### Requirement
Please transcribe the records precisely; pictures stay out of your copy.

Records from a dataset
=-=-=-=-=

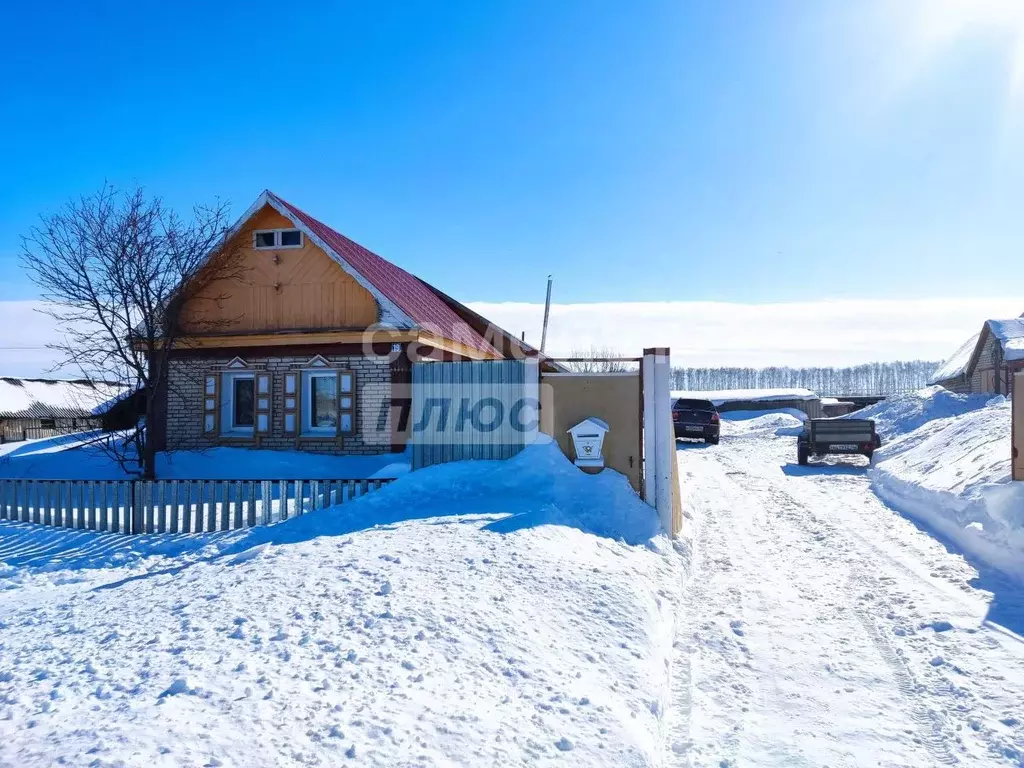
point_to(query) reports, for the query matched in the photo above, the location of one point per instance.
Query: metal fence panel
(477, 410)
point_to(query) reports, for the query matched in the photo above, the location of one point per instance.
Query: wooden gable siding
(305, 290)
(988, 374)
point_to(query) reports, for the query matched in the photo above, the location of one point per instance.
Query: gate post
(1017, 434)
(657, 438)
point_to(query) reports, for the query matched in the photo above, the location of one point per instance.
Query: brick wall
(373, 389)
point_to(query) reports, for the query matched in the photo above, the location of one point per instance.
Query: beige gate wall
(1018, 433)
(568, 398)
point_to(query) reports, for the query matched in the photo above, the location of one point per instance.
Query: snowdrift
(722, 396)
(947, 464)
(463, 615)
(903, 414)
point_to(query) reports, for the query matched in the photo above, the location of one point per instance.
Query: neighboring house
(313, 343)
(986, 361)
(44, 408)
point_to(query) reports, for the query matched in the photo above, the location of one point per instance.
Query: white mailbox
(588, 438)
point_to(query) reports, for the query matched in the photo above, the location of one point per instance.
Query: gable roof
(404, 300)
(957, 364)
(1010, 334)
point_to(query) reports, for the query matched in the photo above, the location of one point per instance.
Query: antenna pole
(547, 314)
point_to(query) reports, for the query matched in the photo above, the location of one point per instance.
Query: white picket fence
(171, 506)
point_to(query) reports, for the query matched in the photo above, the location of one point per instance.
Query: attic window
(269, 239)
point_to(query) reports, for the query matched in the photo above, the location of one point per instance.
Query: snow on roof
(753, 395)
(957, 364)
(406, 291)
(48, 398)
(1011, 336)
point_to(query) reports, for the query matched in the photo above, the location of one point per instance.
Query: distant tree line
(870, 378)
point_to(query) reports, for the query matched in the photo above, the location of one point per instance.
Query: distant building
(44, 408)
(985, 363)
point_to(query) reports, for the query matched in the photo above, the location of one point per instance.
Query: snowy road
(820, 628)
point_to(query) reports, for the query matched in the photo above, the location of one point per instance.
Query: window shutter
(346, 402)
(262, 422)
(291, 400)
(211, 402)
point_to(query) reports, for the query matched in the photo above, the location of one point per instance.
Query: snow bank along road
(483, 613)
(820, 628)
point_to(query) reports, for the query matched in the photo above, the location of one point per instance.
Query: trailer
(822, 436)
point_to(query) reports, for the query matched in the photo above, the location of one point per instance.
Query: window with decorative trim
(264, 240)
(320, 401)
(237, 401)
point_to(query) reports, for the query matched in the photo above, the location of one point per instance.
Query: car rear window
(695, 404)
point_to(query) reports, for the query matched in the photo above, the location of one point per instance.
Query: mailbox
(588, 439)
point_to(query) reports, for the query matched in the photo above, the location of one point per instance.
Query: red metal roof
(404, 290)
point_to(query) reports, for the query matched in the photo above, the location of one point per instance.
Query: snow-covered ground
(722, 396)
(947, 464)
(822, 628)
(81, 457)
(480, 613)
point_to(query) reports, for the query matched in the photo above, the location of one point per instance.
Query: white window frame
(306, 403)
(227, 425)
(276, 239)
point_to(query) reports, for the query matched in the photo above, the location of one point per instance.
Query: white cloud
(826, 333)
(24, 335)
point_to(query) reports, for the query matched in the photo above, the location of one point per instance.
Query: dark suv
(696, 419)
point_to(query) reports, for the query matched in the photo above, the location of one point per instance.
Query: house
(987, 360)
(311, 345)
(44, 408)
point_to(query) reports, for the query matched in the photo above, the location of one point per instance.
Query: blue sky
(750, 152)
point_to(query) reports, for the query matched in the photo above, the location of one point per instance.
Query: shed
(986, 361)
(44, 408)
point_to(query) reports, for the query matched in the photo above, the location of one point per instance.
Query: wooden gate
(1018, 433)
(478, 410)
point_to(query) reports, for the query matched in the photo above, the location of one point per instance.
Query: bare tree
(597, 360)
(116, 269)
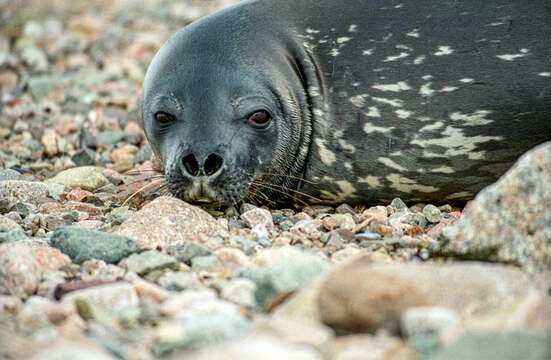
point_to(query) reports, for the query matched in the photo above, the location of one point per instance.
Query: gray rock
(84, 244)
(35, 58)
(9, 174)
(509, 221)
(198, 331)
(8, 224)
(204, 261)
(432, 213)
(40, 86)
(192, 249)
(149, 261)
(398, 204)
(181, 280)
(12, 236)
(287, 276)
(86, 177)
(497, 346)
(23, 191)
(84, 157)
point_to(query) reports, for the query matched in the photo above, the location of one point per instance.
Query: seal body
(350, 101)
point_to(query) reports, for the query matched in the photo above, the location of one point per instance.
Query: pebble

=-=-=-=-=

### Exercise response
point_to(query) reports, for the query matched in the photo above, the location of one point per instance.
Query: metal fence panel
(477, 410)
point_to(query) reports, for the query matched in the photo above, the location of one point per instance.
Query: wooden gable siding
(305, 290)
(988, 374)
point_to(query) reports, for the query matched in the photo above, the location of one point per instance.
Query: gate post
(1017, 434)
(657, 438)
point_to(query) reports, for the query matched in the photo above, the location of one point per instance.
Query: brick wall
(373, 389)
point_to(query) reports, for the query matched in the photo above, the location of one point per instance.
Query: beige gate wall
(1018, 433)
(568, 398)
point_to(query) reports, for the query matched in the photo above, the location of one point per instance.
Query: snowdrift
(722, 396)
(947, 464)
(463, 615)
(903, 414)
point_to(query) reports, for the query matched in the photo above, the location of one point per instance.
Query: neighboring house
(313, 343)
(986, 361)
(44, 408)
point_to(query) reports, for the query matched in the photo above, the location of one point per instance.
Query: white mailbox
(588, 438)
point_to(query) reports, for the query matched in the photo above, the location of one point per instance.
Query: gable roof
(404, 300)
(957, 364)
(1010, 334)
point_to(query) reports, for the query matched in the photo above, the location of one point per instance.
Query: antenna pole
(547, 314)
point_to(query) reports, for the query matched in the photo above, the location of one point per instance.
Query: white picket fence
(171, 506)
point_to(query) reports, for the query matched in the photo above, the location of one point per instance.
Query: attic window
(269, 239)
point_to(query) reports, for the query matched in the photo above, the location of one point per instance.
Query: snow on roof
(753, 395)
(957, 364)
(406, 291)
(48, 398)
(1011, 336)
point_to(query) reports, for the query matched in the photo above, the location of one point per instance.
Query: distant tree line
(870, 378)
point_to(query) reports, for the query matched in the photo above, the location of one point per instance.
Query: distant building
(44, 408)
(985, 363)
point_to(query) reports, for the query matched in the photo above, the location of one point per instance.
Query: snowy road
(820, 628)
point_to(query) reports, for the query matched in the photo above, the location of one point per instance.
Query: window shutter
(346, 402)
(262, 422)
(291, 400)
(211, 402)
point_to(query) reports, for the query matched in the photo above, the location of one point per instance.
Query: snow bank along road
(483, 613)
(820, 628)
point_to(query) reports, for the query matched in the photo above, the location of one point per instance.
Query: trailer
(822, 436)
point_to(query) reports, for the query matched in the photo above, the location of one point per instance.
Query: window with decorative trim
(264, 240)
(320, 401)
(237, 401)
point_to(query) reports, for the query matched in the photo above, the location of one point per instance.
Query: car rear window
(695, 404)
point_to(query) reports, for the query matched in the photo above, the location of one point per instance.
Query: mailbox
(588, 439)
point_to(query) reports, for the query matched in the photo above, the location of one point per instance.
Query: red metal roof
(404, 290)
point_to(query) reports, for the query matched in the photo above, the location of one point per instance.
Query: snow-covered ground
(722, 396)
(947, 464)
(822, 628)
(81, 457)
(480, 613)
point_to(query) reports, for the query matched in the photo above, the location of one point per instance.
Query: white window frame
(306, 403)
(227, 425)
(276, 239)
point_to(query) reports, for the query matched in the photo above, the location of one point per instance.
Query: white cloud
(826, 333)
(24, 335)
point_to(query) reports, for the query matched in the photo above, the location of one point per instance.
Query: dark suv
(696, 419)
point_to(query) reports, for the query matched in the photo above, the location of one point per instance.
Query: house
(987, 360)
(311, 345)
(44, 408)
point_to(query) reports, for the query matched in the photo above, the location of one point per instance.
Query: blue sky
(750, 152)
point_to(query) reports, for the query matched in the photo above, the location of one point per instance.
Query: shed
(986, 361)
(44, 408)
point_to(query) reports, for the query matched in the photo above, the location of one point per instance.
Query: wooden gate
(1018, 433)
(478, 410)
point_to(query) reports, for the query matched in the photo above, the location of one point per instance.
Query: bare tree
(597, 360)
(116, 269)
point_to(query) reports, for the query matched in the photo above, the location of one point per instance.
Query: gray rock
(84, 244)
(35, 58)
(9, 174)
(509, 221)
(198, 331)
(8, 224)
(204, 261)
(432, 213)
(40, 86)
(192, 249)
(149, 261)
(398, 204)
(181, 280)
(12, 236)
(287, 276)
(86, 177)
(497, 346)
(23, 191)
(84, 157)
point_to(query) reports, for the query matched in the photo above, the location of one point per instance.
Query: seal body
(350, 101)
point_to(query) reports, for the query matched in the photo above, the location of one point per instance.
Query: pebble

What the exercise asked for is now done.